DIRECTION:
Please continue the piece below on the Spanish general strike, picking up right after its final sentence.

SOURCE:
On September 29 I joined many other people in Spain and supported the general strike. Although I have reservations about strikes, a subject to which I will return, I did so because whilst I accept that strong measures are required to solve the financial crisis making the weak and vulnerable pay for the sins of the bankers is not the solution nor is it just.

José Javier Cubillo, national organisation secretary of the UGT, said the strike had drawn the support of 70 per cent of workers of whom 10 million had been called out. The union, along with its CC.OO partners, insisted this meant the government had to reconsider its tough economic and labour reform policies.

So what did the strike achieve? If we are talking of the objectives of the unions - nothing! The government is sticking to its cuts. Moodys down graded Spain’s credit rating from Aaa to Aa1 shortly after whilst the centre right Partido Popular gained a few points in the opinion polls making it even more likely they will form the new government in 2012. Their policies will be tougher than socialist PSOE.

I want to go back to the East End of London in 1926 the year of the General Strike. By then my uncle Len was a communist. My maternal grandmother – his sister and a socialist all her life - was bringing my mother up on her own after being widowed when her young husband was struck down by TB.

Life for that working class generation was tough. There was neither the social welfare safety net nor the national health service that we take for granted today.

It was my grandmother who was the rock on which I forged my early values. Yet the most telling moment came in the late 1960s when I went in to her room where she was watching TV. The news was about another strike and tears were running down her cheeks. She was so furious with the actions of the unions that she could not contain herself as she felt they were destroying everything the union and Labour movements had fought so hard to build up.

Certainly the world she now viewed about her was vastly different from the one she had been a teenager and a young adult in. She held firmly to her core socialist beliefs but believed the unions were knocking down what had been built up with so much pain. Her feelings struck a chord in my soul.

Although the General Strike of 1926 is now a part of the socialist and union movement heritage it lasted ten days and totally failed in its objectives of preventing wage reduction and worsening conditions for the miners. The unions’ winter of discontent of 1979 did more to usher in the Thatcher era than anything the Labour Government of Jim Callaghan did. Then as now in Spain we are railing against a socialist government in the full knowledge that the outcome will almost certainly be a centre-right government which will hammer the people even harder.

GIVEN INFORMATION:
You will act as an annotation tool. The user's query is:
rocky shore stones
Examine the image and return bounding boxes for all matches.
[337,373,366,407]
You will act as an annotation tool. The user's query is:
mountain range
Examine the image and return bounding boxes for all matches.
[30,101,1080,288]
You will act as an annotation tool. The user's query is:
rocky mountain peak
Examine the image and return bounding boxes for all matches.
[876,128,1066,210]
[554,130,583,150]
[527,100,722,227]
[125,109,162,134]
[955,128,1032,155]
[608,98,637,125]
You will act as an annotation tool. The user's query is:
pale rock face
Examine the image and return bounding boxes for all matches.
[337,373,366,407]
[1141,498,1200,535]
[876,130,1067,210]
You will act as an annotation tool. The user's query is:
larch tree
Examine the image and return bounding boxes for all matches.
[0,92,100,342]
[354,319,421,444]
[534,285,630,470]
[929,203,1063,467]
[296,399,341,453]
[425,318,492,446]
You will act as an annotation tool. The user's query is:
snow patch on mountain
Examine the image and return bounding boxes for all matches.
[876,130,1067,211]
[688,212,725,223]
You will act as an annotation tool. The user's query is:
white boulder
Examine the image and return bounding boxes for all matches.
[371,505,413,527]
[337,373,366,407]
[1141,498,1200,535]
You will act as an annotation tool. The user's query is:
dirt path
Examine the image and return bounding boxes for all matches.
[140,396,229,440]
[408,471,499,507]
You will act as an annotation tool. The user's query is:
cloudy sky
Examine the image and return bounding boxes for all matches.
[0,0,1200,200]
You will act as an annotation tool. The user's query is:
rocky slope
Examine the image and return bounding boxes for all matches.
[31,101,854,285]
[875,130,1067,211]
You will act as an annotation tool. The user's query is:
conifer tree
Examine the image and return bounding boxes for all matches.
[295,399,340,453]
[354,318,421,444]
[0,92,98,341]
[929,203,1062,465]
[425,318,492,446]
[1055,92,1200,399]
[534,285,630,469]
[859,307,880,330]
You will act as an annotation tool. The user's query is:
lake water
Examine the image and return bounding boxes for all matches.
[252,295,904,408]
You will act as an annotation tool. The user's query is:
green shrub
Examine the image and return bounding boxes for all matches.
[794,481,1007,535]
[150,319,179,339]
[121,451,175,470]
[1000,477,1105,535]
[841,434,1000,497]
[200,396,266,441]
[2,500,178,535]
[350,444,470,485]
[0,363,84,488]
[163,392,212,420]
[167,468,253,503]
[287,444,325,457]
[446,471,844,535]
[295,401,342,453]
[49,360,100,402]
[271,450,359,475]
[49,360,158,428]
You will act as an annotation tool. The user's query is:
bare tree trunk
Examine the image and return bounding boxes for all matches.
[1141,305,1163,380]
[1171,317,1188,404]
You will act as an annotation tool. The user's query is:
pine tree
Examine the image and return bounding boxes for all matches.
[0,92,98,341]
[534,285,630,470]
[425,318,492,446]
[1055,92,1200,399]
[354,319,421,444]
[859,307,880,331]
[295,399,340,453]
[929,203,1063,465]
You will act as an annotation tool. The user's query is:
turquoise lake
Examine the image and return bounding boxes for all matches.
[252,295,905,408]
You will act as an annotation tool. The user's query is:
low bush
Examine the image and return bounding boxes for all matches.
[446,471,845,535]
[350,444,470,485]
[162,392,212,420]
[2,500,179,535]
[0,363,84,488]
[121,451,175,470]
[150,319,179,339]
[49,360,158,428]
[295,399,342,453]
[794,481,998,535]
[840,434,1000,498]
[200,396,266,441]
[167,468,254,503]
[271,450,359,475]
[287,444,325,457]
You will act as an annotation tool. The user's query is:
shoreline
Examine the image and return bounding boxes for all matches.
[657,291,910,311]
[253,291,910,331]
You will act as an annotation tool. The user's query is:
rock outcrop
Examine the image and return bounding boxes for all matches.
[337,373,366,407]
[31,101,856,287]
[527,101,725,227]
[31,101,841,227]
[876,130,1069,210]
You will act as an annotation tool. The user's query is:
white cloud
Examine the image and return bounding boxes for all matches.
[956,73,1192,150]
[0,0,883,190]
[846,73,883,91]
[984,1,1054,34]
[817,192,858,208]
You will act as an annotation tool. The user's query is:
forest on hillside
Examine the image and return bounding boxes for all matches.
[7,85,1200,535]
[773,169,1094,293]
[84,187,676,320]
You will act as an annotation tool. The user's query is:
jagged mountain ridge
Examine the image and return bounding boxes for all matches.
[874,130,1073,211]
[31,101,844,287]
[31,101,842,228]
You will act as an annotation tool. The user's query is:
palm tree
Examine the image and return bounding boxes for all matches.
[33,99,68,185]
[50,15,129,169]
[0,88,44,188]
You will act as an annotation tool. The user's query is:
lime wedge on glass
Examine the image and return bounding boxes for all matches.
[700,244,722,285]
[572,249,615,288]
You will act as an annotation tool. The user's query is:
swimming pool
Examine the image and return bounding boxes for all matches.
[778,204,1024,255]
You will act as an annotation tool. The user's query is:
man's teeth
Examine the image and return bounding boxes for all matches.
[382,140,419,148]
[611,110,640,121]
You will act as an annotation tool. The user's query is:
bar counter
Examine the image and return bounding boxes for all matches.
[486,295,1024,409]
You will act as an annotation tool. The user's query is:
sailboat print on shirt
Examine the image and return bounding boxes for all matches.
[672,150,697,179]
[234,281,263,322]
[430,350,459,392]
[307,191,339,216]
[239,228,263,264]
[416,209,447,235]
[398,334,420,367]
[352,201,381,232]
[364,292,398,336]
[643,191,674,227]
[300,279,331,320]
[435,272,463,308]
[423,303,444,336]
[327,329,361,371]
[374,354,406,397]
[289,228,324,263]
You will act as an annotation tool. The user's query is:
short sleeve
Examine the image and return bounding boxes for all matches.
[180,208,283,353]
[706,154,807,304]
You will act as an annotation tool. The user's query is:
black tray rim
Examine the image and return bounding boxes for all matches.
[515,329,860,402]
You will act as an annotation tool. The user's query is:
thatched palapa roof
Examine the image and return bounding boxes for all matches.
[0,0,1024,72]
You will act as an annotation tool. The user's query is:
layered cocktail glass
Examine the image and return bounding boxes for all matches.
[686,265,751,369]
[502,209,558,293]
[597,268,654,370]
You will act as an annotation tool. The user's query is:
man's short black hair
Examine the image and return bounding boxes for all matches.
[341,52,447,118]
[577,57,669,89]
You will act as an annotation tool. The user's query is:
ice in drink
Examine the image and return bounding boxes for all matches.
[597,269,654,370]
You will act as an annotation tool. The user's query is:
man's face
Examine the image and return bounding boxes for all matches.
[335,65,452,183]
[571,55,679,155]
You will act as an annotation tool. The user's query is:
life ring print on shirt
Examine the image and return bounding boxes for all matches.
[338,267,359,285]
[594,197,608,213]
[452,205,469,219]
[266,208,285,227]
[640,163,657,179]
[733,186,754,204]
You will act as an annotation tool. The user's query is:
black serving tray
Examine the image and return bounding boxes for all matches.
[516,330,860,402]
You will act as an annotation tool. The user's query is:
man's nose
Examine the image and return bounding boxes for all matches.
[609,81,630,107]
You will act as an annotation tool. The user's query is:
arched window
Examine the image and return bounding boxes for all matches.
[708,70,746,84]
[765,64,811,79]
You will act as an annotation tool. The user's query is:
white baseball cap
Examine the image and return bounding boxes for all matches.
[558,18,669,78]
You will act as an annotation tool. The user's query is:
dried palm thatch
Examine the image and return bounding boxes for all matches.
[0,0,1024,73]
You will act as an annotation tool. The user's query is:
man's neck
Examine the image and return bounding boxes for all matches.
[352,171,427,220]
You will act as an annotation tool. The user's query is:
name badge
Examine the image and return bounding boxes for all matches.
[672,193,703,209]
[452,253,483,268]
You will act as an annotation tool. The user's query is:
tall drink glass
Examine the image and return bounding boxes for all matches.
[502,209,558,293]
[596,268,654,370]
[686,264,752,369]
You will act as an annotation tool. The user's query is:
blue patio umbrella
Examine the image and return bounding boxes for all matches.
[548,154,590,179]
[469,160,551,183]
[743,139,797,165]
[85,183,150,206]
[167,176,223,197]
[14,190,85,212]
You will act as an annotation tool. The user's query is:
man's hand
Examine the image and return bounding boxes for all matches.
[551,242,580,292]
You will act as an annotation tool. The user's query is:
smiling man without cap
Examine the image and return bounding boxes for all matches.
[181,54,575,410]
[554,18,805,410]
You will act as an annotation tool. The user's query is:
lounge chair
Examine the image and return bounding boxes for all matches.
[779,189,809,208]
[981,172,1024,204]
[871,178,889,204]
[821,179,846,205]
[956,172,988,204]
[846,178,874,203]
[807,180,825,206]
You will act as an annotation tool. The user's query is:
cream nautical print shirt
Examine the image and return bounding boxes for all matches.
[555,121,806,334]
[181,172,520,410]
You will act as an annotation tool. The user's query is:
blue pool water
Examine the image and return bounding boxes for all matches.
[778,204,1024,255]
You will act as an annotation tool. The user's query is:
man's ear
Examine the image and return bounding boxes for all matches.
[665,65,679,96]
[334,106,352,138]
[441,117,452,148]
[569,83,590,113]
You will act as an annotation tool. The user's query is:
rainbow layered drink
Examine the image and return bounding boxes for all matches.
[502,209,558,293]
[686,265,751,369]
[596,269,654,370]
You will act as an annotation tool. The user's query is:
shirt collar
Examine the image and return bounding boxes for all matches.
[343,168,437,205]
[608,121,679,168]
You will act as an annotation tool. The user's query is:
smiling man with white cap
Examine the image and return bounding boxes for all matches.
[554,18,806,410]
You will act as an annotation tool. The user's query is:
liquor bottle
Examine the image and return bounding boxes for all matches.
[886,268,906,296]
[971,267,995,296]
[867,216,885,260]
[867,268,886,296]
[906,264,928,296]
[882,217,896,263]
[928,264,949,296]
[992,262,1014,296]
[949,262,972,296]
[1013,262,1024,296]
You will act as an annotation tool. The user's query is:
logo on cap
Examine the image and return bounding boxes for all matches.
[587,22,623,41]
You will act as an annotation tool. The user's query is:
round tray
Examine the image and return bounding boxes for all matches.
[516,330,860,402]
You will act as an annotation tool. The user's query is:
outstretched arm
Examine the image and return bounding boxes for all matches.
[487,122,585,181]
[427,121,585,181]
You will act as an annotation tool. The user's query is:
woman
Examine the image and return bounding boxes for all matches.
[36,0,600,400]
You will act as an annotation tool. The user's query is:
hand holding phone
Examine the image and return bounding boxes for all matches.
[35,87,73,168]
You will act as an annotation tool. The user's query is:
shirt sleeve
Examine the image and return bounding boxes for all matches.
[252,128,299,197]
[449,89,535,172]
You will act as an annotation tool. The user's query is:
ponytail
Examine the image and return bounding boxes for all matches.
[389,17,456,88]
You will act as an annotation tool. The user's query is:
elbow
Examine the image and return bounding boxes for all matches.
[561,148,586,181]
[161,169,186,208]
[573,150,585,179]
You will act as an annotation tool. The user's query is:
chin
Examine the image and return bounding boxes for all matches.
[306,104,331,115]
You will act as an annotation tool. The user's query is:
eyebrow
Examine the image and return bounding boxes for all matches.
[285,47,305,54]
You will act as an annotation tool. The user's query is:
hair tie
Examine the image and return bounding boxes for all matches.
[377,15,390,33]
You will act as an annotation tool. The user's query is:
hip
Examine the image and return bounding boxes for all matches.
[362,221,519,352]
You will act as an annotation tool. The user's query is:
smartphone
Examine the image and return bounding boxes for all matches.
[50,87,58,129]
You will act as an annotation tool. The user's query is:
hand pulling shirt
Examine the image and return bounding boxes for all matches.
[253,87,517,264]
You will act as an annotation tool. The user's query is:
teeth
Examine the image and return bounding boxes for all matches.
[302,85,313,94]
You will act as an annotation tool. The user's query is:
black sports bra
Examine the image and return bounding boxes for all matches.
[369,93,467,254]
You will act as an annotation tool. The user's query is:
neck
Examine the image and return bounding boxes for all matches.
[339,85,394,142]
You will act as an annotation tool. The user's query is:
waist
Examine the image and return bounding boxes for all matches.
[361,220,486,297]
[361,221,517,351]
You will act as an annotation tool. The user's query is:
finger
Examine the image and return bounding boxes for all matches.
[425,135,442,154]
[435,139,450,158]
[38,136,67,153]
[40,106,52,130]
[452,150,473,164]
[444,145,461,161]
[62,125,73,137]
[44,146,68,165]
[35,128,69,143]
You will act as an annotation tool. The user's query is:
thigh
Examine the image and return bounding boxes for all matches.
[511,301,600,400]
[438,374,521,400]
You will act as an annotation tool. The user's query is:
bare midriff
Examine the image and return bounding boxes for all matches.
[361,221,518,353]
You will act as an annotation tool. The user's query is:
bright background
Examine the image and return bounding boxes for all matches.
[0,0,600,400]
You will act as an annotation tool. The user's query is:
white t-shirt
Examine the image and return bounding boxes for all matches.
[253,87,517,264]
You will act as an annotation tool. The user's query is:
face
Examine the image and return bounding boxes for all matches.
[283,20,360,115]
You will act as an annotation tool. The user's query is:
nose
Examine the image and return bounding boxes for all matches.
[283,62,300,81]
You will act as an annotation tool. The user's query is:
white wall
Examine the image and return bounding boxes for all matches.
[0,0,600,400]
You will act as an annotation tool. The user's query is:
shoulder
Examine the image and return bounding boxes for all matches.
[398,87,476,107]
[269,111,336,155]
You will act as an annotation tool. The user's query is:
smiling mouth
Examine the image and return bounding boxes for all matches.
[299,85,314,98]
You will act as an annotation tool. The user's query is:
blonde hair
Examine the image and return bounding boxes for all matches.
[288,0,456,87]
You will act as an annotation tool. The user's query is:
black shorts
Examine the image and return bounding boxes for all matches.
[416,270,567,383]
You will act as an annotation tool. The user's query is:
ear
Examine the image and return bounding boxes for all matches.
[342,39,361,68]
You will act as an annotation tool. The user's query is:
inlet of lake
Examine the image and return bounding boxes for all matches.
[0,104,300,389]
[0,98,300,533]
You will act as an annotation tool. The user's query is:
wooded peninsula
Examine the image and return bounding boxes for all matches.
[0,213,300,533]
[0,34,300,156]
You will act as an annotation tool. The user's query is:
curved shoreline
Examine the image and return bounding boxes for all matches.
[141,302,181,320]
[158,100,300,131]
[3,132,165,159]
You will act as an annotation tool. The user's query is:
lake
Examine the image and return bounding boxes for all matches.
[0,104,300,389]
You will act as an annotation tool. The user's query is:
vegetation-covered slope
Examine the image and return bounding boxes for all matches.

ANSWER TO THIS TASK:
There is something noble about a person having the inalienable right to withdraw his or her labour and to strike to defend their rights or the rights of others. Yet when in the days of the cotton mills that could bring production to a crashing halt or a dock strike could prevent the mill receiving its raw materials or exporting its finished product the reality today is very different.

In an age when money or information can be passed around the world in a split second, or a factory can be relocated to Eastern Europe or Asia, we are still manning pickets, waving banners, marching and shouting slogans. The world has passed our mode of protest by. Whilst I joined the strike on September 29 because I believed a stand had to be made against the wrongs that were being committed against pensioners, public service employees, those in work and the unemployed in the name of clearing up the mess left by the financial sector – I did so in the full knowledge that it would amount to nothing. Indeed the end result could be a switch from a socialist to a centre right government.

Governments today, regardless of political persuasion, dance to a different beat and centre right Sarkozy is no more going to back down on pension reform in France than centre left Zapatero is in Spain. In the future if we are to take on governments or employers and win the battle for social justice we will need a new armoury.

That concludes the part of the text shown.